_WORK TO COMPLETE_
a: Translate this sentence from the guest post on rape in Gossip Girl into Spanish: "In the pilot episode alone, there are two instances of rape."
b: In the guest post on rape in Gossip Girl, which season two episode does Chuck rape Blair in by posing as someone else?
c: Continue the guest post on rape in Gossip Girl from the end of its last sentence.

_PASSAGE SHOWN_
____________________

This guest post by Scarlett Harris appears as part of our theme week on Rape Revenge Fantasies.
There are multiple rapes that occur in the “scandalous lives of Manhattan’s elite” of Gossip Girl lore. In the pilot episode alone, there are two instances of rape.
Newbie to Upper East Side society, Jenny Humphrey, is sexually assaulted on the rooftop whilst a high school dance takes place below. Her assailant, the reprehensible Chuck Bass, who has wormed his way into the zeitgeist as the ultimate bad boy, had earlier forced himself onto Jenny’s brother Dan’s date, Serena van der Woodsen. Whilst Chuck’s entitlement is highlighted here, the way Gossip Girl later paints him as a wolf in sheep’s clothing sheep in wolf’s clothing worthy of a happy ending with the show’s just-as-culpable heroine, Blair Waldorf, is careless. There are plenty of other ways the consequence-free lifestyle of Serena, Blair, et al. could be portrayed that wouldn’t reward misogyny.
But that seems to be Gossip Girl’s calling card: Chuck later goes on to rape Blair by posing as someone else in the season two episode “The Dark Night.” He cuts her face when he smashes a window in rage. He pimps her out to his uncle for a piece of real estate. Said uncle tries to force himself on his dead brother’s widow, Lily. And, in probably the most blurred (story)line involving sex and consent in the CW series, Jenny, years after her violent debut into Manhattan society, shows up on Chuck’s doorstep, dejected and lonely, and the two find objectionable comfort in each other’s sex organs. Cathryn writes about this more extensively than I ever could here.
Chuck’s (not-so-distant) rapist past serves as a plot point to show how far he’s allegedly come as a reformed bad boy. Jenny’s rape and subsequent ousting from Manhattan at the hands of Blair, however, positions her storyline as a cautionary tale of what gossip, money, and lack of boundaries can turn a person into. Granted, Jenny caused a lot of trouble for her former friends and family, but rape is never a fitting punishment. Her banishment by Blair when she finds out what transpired between Jenny and her on-again, off-again lover is typical of the punish-the-woman mentality Gossip Girl is so fond of. Instead of shaming her partner for taking advantage of a teenage girl, Blair blames Jenny for ruining her proposal. And when Jenny returns the following season to help Chuck take down Blair (keep up, people!), she should really be seeking revenge on her rapist, wouldn’t you say?

____________________

_DATA FOR ANALYSIS_
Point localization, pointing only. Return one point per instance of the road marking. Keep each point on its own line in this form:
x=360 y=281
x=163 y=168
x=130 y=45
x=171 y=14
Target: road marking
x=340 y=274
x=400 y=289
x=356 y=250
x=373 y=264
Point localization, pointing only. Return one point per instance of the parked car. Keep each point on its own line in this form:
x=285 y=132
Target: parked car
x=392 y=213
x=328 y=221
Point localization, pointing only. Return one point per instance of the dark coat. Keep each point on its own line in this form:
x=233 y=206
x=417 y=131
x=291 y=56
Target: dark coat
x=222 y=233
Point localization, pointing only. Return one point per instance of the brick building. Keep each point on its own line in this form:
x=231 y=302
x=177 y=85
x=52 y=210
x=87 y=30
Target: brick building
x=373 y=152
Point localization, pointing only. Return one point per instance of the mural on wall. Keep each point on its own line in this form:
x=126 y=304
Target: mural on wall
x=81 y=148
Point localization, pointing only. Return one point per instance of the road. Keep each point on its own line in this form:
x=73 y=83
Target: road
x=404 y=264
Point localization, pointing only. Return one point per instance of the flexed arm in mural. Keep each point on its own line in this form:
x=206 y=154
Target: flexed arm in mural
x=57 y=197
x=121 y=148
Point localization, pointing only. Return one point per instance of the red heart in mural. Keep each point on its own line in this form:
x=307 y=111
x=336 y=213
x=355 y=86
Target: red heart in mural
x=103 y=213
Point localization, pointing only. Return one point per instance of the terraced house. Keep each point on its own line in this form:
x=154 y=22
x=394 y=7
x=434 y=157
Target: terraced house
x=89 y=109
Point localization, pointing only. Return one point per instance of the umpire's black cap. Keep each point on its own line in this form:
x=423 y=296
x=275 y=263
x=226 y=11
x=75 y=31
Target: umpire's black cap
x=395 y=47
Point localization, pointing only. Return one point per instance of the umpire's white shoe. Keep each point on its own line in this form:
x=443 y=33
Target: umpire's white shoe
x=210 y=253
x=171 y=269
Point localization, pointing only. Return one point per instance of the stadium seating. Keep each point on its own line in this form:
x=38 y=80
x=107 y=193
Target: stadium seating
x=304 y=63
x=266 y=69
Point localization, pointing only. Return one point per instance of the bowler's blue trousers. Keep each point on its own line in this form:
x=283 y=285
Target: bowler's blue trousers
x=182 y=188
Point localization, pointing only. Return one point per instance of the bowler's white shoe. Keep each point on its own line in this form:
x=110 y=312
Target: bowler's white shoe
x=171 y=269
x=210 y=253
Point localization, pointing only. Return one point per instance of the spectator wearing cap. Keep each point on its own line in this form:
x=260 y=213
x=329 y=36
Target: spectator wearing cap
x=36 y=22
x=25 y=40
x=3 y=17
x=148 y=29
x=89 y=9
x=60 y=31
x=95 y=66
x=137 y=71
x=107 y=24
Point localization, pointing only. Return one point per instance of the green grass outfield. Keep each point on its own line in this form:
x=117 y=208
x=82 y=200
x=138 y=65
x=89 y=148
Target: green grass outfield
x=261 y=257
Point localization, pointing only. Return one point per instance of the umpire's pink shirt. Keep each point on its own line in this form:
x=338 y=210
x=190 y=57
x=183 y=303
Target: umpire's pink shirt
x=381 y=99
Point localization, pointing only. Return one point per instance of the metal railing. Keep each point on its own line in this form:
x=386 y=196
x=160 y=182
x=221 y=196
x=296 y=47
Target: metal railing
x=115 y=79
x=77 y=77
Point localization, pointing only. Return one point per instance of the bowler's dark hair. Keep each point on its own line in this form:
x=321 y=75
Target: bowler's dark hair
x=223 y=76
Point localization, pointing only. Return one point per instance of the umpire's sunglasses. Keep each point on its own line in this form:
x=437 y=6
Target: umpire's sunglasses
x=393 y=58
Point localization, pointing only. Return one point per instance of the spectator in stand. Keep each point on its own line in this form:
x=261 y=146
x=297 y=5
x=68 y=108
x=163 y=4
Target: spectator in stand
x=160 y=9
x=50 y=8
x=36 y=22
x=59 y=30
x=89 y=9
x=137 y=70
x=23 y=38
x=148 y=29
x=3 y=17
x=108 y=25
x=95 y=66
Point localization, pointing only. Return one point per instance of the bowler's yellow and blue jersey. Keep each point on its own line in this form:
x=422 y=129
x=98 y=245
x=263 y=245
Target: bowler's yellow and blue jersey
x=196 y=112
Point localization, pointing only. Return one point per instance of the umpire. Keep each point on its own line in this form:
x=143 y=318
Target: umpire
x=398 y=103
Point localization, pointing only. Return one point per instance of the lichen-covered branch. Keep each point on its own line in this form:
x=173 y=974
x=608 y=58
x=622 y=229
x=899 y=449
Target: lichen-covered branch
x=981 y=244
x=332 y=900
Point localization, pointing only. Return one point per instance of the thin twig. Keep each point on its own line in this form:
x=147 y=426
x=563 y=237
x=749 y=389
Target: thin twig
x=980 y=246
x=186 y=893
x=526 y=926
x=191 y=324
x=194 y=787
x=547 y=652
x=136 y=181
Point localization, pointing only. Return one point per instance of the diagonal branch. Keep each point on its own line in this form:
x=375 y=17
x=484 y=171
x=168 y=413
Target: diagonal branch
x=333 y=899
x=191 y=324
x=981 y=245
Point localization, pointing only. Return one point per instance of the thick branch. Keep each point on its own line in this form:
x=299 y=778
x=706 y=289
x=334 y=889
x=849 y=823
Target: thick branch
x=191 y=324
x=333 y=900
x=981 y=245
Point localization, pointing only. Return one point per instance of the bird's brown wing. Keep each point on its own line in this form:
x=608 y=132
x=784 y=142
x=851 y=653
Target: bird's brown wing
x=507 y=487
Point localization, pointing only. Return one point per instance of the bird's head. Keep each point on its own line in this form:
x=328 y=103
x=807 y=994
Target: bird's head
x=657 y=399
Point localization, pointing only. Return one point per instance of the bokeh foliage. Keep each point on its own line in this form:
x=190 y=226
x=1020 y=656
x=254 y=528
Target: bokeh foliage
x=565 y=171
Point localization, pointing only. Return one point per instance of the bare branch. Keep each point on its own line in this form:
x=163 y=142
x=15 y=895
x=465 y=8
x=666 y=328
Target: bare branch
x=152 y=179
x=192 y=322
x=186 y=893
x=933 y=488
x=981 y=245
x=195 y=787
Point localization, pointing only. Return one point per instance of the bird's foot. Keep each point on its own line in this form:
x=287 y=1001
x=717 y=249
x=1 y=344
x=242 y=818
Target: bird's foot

____________________

_EXERCISE ANSWERS_
a: Solo en el episodio piloto hay dos casos de violación.

b: "The Dark Night."

c:
So while Jenny is a metaphor for the toxicity of Manhattan society and the good girl gone bad, her fellow Chuck-rape-almost-victim, Serena, is the opposite: the bad girl striving to make amends.
The parallels between the two blondes closest to “the ultimate insider” and *spoiler alert* the man revealed to be Gossip Girl, Dan Humphrey, are apparent in the first few seasons. In the pilot, Serena returns from boarding school after being embroiled too deeply in the debauchery of the Upper East Side as Jenny is just being introduced to it. They are both romantically interested in Chuck’s bestie, Nate Archibald.
By season three the actress who portrays Jenny, Taylor Momsen, was the quintessential bad girl, sporting thick eyeliner and a negligee as outerwear, and fronting a rock band. Think a modern-day Courtney Love. Meanwhile, golden girl Blake Lively (Serena) was covering magazines, starring in The Town and filming Green Lantern, and dating such high-profile men as Leondardo DiCaprio. Gossip Girl mirrored this metatextually by showing Jenny reading a copy of Nylon magazine with Lively on the cover, breaking the fourth wall.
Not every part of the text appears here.